- Document segment

□ □ □ □ □

Some great debt we owe that you have taken the time to complete the translation. Thank you because much at sikhmarg is very valuable and also beyond reach.


----------



## Admin (Aug 7, 2009)

*Re: 84 Lakh joons... Metaphorical Expression or ??*

Wow! is this supposed to be only in leaders section?
Moved Aman ji - Must have been an oversight!


----------



## Admin (Aug 7, 2009)

*Re: 84 Lakh joons... Metaphorical Expression or ??*

English section of the sikhmarg.com: The Sikh-Faith Question Answer And Philosophy


----------



## Gyani Jarnail Singh (Aug 7, 2009)

□ □ □ □ □

- Data segment
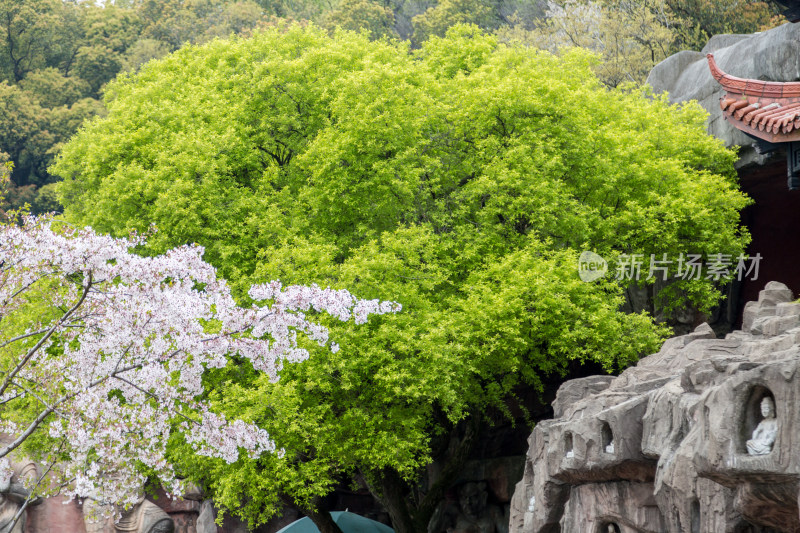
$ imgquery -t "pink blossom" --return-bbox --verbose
[0,217,400,505]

□ □ □ □ □

- Tasks to complete
• a. In the forum thread, what title is given for the English section of sikhmarg.com?
• b. Give each post header in the forum thread, with the poster's name and date, in order and including repeats.

- Responses for each task
• a. The Sikh-Faith Question Answer And Philosophy

• b.
Admin (Aug 7, 2009)
Admin (Aug 7, 2009)
Gyani Jarnail Singh (Aug 7, 2009)